- **What to produce**: Continue the excerpt below on Google's NGRAM tool and the new English Heritage chairman, starting right after its last sentence.
--- START OF Passage to read ---
Fellow Clive Gamble has discovered a fascinating new research tool on the internet that has been developed as a consequence of the digitisation of large numbers of out of copyright or open access publications by Google. Around 5.2 million books have been digitised so far, representing about 4 per cent of the books ever published, dating from the period 1500 to 2000. Search algorithms designed by Google allow this vast quantity of data to be analysed for changes in the English lexicon (apparently there are twice as many words in use today (1,022,000) as there were a century ago (544,000), and that the lexicon continues to grow at the rate of around 8,500 words a year), and to look at changes in the frequency with which individual words or even multi-word phrases appear in print over two centuries.

As Clive reports in his blog, the peak of popularity for the word ‘antiquary’ is 1815. Analysing why the word went into decline after that is surely meat for a PhD thesis, as is Clive’s discovery that the word ‘archaeologist’ has never enjoyed the same popularity as ‘antiquary’ (perhaps our own Society can take some of the credit for that).

The new NGRAM tool can also be used to search for proper nouns: Clive uses it to show that John Lubbock’s name occurs far more often in published literature than that of Edward Burnett Tylor, another giant of nineteenth-century archaeology and anthropology. But that, surmises Clive, may well have more to do with Lubbock’s parliamentary career than his academic writing.

Back to the beginning of the report
Back to the contents list

New English Heritage chairman

Sir Laurie Magnus has been appointed as the next Chairman of English Heritage, in succession to Baroness Kay Andrews, who has held the position since July 2009. Those who know Sir Laurie say he combines sound business sense, from more than thirty years’ worth of experience in investment banking, with considerable experience in the heritage sector: he has been Deputy Chairman of the National Trust for some years, a position that he will relinquish shortly after his Chairmanship of English Heritage begins on 1 September, so he brings useful experience to the forthcoming task of converting the English Heritage estate into a charitable enterprise.
--- END OF Passage to read ---
--- START OF Data provided ---
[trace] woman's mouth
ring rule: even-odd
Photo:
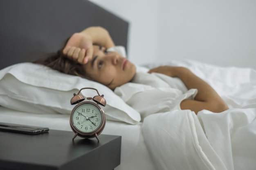
[[[128,61],[127,59],[124,59],[124,61],[123,61],[123,64],[122,65],[123,70],[124,70],[124,68],[126,66],[127,63],[128,63]]]

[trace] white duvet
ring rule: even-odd
[[[197,115],[182,110],[180,102],[193,97],[196,90],[187,91],[178,79],[159,74],[153,76],[162,80],[161,85],[151,81],[153,75],[141,73],[141,84],[130,83],[115,90],[144,118],[143,136],[157,169],[255,170],[256,71],[192,61],[164,65],[189,68],[213,87],[230,109],[219,113],[203,110]],[[165,101],[157,97],[161,93],[168,94]]]

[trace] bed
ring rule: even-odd
[[[0,121],[72,131],[70,99],[81,88],[93,87],[107,101],[102,134],[122,136],[121,164],[115,169],[255,169],[256,71],[189,60],[137,66],[146,70],[164,64],[187,67],[213,87],[229,108],[220,113],[203,110],[197,115],[178,109],[145,113],[128,102],[122,88],[112,91],[99,83],[29,62],[41,57],[38,53],[56,51],[72,33],[91,26],[106,28],[116,44],[121,46],[119,48],[126,48],[127,22],[87,0],[0,3],[3,23]],[[67,24],[67,18],[76,19],[68,20],[72,21]],[[154,76],[173,86],[182,86],[178,79]],[[137,103],[143,105],[142,101]]]

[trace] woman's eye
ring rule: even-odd
[[[101,68],[103,65],[103,62],[102,62],[101,61],[100,61],[100,62],[99,62],[99,64],[98,65],[98,68],[99,69]]]

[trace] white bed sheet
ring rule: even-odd
[[[50,133],[51,129],[72,131],[67,115],[33,114],[0,106],[0,121],[47,127]],[[115,170],[156,169],[144,143],[141,125],[107,120],[102,134],[122,136],[121,164]]]

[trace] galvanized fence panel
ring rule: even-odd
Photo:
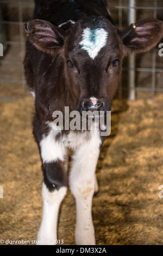
[[[120,29],[140,19],[163,20],[163,0],[109,0],[108,2]],[[23,64],[26,39],[23,25],[32,18],[34,7],[33,0],[0,1],[0,43],[4,46],[4,56],[0,57],[1,100],[13,100],[27,95]],[[117,92],[119,98],[127,96],[132,100],[145,95],[154,100],[156,93],[163,92],[163,56],[159,55],[159,50],[161,52],[159,45],[148,53],[124,60]]]

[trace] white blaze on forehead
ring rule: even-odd
[[[90,100],[91,100],[92,102],[92,103],[93,105],[95,105],[97,104],[97,99],[96,99],[96,98],[95,97],[91,97],[90,98]]]
[[[87,52],[93,59],[107,41],[108,32],[104,28],[91,29],[86,28],[82,34],[83,40],[79,43],[82,49]]]

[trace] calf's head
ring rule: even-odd
[[[109,110],[116,91],[123,58],[146,52],[163,36],[163,22],[146,19],[118,29],[103,17],[84,18],[67,31],[34,20],[26,25],[30,42],[64,59],[63,72],[77,110]]]

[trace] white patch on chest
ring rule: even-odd
[[[79,43],[82,49],[87,52],[93,59],[107,41],[108,32],[104,28],[91,29],[86,28],[82,34],[83,40]]]

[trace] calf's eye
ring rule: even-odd
[[[117,63],[118,62],[118,59],[114,59],[114,60],[112,62],[112,66],[113,66],[113,67],[116,66]]]

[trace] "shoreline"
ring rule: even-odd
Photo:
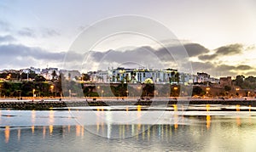
[[[15,100],[0,99],[0,110],[49,110],[54,108],[84,107],[84,106],[118,106],[118,105],[143,105],[154,106],[160,104],[223,104],[223,105],[245,105],[256,107],[255,99],[35,99]]]

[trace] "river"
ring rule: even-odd
[[[253,107],[223,106],[1,110],[0,151],[255,151]]]

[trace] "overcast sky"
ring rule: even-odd
[[[188,52],[188,58],[183,59],[184,65],[189,62],[195,73],[204,71],[214,76],[256,76],[253,0],[2,0],[0,70],[30,66],[63,68],[67,51],[84,29],[99,20],[123,14],[144,16],[168,28],[184,45]],[[132,25],[137,25],[131,23]],[[172,62],[173,59],[166,59],[163,48],[144,39],[131,35],[107,38],[90,50],[94,52],[90,53],[90,60],[85,59],[90,65],[86,70],[125,65],[122,59],[127,58],[135,66],[158,68],[156,65],[161,65],[160,67],[177,68]],[[180,46],[168,47],[172,51],[178,50]],[[77,68],[81,66],[79,60],[84,60],[84,56],[88,57],[88,53],[72,51],[74,52],[67,53],[69,60],[65,62],[69,68],[81,70]],[[134,64],[136,60],[132,59],[140,62]]]

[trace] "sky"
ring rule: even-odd
[[[95,25],[122,15],[155,21],[173,37],[154,41],[145,35],[113,33],[99,39],[90,50],[73,49],[88,29],[97,27],[90,31],[96,37],[101,29],[119,28],[114,21]],[[119,25],[154,32],[152,25],[140,27],[134,20]],[[172,38],[178,42],[173,43]],[[0,70],[30,66],[84,71],[117,66],[183,70],[189,65],[193,73],[207,72],[217,77],[256,76],[255,45],[253,0],[0,1]],[[183,48],[186,57],[176,55]]]

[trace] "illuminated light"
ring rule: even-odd
[[[55,111],[50,110],[49,112],[49,124],[53,125],[55,122]]]
[[[17,136],[18,136],[18,141],[20,141],[20,128],[18,129]]]
[[[36,121],[36,111],[34,110],[32,110],[31,119],[32,119],[31,121],[34,125],[34,123]]]
[[[141,111],[142,110],[142,105],[137,105],[137,110]]]
[[[67,126],[67,132],[70,132],[70,125]]]
[[[236,104],[236,111],[240,111],[240,105],[239,104]]]
[[[121,125],[119,125],[119,138],[122,138],[122,127],[121,127]]]
[[[207,104],[207,111],[210,111],[210,104]]]
[[[10,132],[9,127],[9,126],[5,127],[5,130],[4,130],[5,143],[9,143],[9,132]]]
[[[148,125],[148,140],[149,141],[150,139],[150,127]]]
[[[141,130],[142,124],[139,123],[139,124],[137,124],[137,130],[140,131],[140,130]]]
[[[240,127],[240,126],[241,126],[241,119],[240,119],[240,116],[237,116],[237,117],[236,117],[236,125],[237,125],[237,127]]]
[[[80,131],[81,131],[80,125],[76,125],[76,136],[77,137],[80,136],[80,133],[81,133]]]
[[[81,126],[81,135],[82,135],[82,137],[84,137],[84,126]]]
[[[32,134],[34,134],[34,132],[35,132],[35,126],[32,126],[32,127],[31,127],[31,130],[32,130]]]
[[[52,125],[49,126],[49,135],[52,135],[52,132],[53,132],[53,126]]]
[[[100,122],[97,121],[97,132],[100,131]]]
[[[123,135],[123,138],[125,137],[125,125],[123,125],[123,127],[122,127],[122,135]]]
[[[174,124],[174,128],[177,129],[177,123]]]
[[[143,140],[145,139],[145,125],[143,125]]]
[[[207,115],[207,128],[209,129],[211,127],[211,115]]]
[[[46,127],[43,127],[43,138],[45,138],[45,133],[46,133]]]
[[[177,104],[172,104],[172,106],[173,106],[174,111],[177,111]]]

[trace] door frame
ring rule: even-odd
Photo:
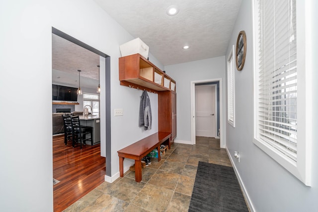
[[[196,143],[195,141],[195,84],[219,82],[219,96],[220,96],[220,146],[222,148],[225,147],[225,142],[223,141],[223,96],[222,96],[222,79],[217,78],[215,79],[203,79],[201,80],[195,80],[190,82],[190,115],[191,115],[191,143],[192,144]],[[217,94],[217,91],[216,94]],[[216,95],[216,98],[217,95]],[[217,118],[216,119],[217,122]],[[217,134],[218,132],[216,132]]]
[[[194,84],[194,92],[195,93],[195,83]],[[220,137],[218,136],[218,95],[217,95],[217,86],[216,84],[210,84],[198,86],[206,86],[210,87],[214,87],[214,114],[216,115],[214,118],[214,138],[216,139],[220,139]],[[196,96],[195,95],[194,100],[196,101]],[[196,123],[197,121],[196,121]]]
[[[62,38],[68,40],[80,46],[81,46],[95,54],[99,55],[100,61],[100,84],[105,88],[102,90],[100,95],[99,108],[101,118],[101,124],[104,123],[104,129],[101,128],[100,148],[106,148],[106,175],[107,177],[111,177],[111,113],[110,113],[110,57],[106,54],[95,49],[87,44],[72,37],[71,36],[52,27],[52,33],[58,35]],[[52,51],[52,50],[51,50]],[[101,59],[101,57],[102,58]],[[102,71],[104,70],[105,71]],[[104,73],[105,73],[104,74]],[[104,74],[105,78],[102,78]],[[104,84],[105,83],[105,84]],[[52,91],[51,91],[52,93]],[[102,118],[102,119],[101,119]],[[105,120],[104,120],[104,118]],[[101,126],[101,127],[102,126]],[[102,132],[104,132],[102,134]],[[105,141],[102,142],[102,141]],[[53,157],[53,154],[52,154]]]

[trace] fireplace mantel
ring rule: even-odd
[[[78,102],[53,102],[52,103],[52,105],[79,105]]]

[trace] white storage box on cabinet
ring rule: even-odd
[[[119,48],[122,57],[139,53],[146,59],[148,58],[149,47],[139,38],[121,45]]]

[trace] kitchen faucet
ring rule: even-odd
[[[85,108],[86,107],[86,106],[88,106],[88,107],[89,107],[90,108],[90,112],[91,113],[91,114],[92,115],[92,114],[93,114],[93,109],[92,108],[92,107],[91,107],[91,106],[90,105],[85,105],[84,106],[84,108],[83,108],[83,110],[84,110],[84,116],[88,115],[88,111],[87,111],[87,114],[85,113]]]

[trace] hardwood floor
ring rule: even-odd
[[[64,144],[64,136],[53,137],[54,210],[62,212],[104,182],[106,160],[99,144],[73,148]]]

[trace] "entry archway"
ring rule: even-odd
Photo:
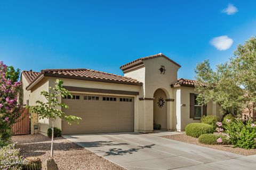
[[[161,89],[154,94],[154,123],[161,125],[161,130],[167,130],[166,94]]]

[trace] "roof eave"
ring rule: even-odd
[[[135,86],[142,86],[143,84],[142,82],[132,82],[122,81],[114,80],[95,79],[95,78],[91,78],[86,77],[86,76],[73,76],[73,75],[69,75],[55,74],[52,74],[50,73],[45,73],[44,75],[44,76],[48,76],[48,77],[92,81],[117,83],[117,84],[122,84],[135,85]]]

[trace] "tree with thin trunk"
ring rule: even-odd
--- END OF Data provided ---
- **The answer**:
When the news of his appointment was announced, Sir Laurie said: ‘The heritage sector in England is a tremendous force for good. It celebrates our extraordinary national history, educating and inspiring millions, building bridges across generations and bringing employment and growth. English Heritage has an exceptional collection of historic properties and a proud record. Baroness Andrews has been a respected and effective Chairman and I look forward to continuing her great work.’

The London Evening Standard reported that Sir Laurie has a strong family link with English Heritage: his aunt, Jewell Allcroft-Magnus, bequeathed Stokesay Castle in Shropshire to English Heritage in 1992. Lady Allcroft-Magnus, wife of the historian Sir Philip Magnus, lived at nearby Stokesay Court (the setting for Atonement, the Oscar-winning film adaptation of Ian McEwan’s novel starring Keira Knightley). Sir Laurie also told the Standard: ‘I’m absolutely thrilled to be joining English Heritage and working with Simon Thurley; I’m particularly looking forward to working with the Evening Standard to preserve the Blue Plaque scheme. It’s an essential part of London’s heritage [about which see more below].’

Sir Laurie, aged fifty-seven, inherited the title of third baronet of Tangley Hill, Wonersh, in Surrey, on the death of his uncle, Sir Philip, twenty-five years ago. He and his wife Jocelyn and their three children live near Bungay in Suffolk, and Sir Laurie lists his interests in Who’s Who as fishing, reading and walking.

London Evening Standard invites blue plaque nominations

The London Evening Standard launched a campaign at the start of August to ‘save’ London’s blue plaque scheme, administered by English Heritage, and then announced on 5 August that, among the many donations from readers, was the sum of £80,000 pledged by property developer David Pearl, sufficient, according to the newspaper, to ‘clear the backlog of more than twenty plaques that have already been agreed’.

The newspaper also reported that the public would be able to put forward blue plaque nominations for consideration by the Blue Plaque selection panel from next year. A new panel will be recruited in the near future, following the resignations in July 2013 of our Fellow Professor Sir David Cannadine, the panel’s chairman, his vice chairman, Dr Celina Fox, and Dr Margaret Pelling, another panellist, all three having expressed concern about plans to scale back the scheme, which was one of the victims of cuts imposed upon English Heritage by the Coalition Government.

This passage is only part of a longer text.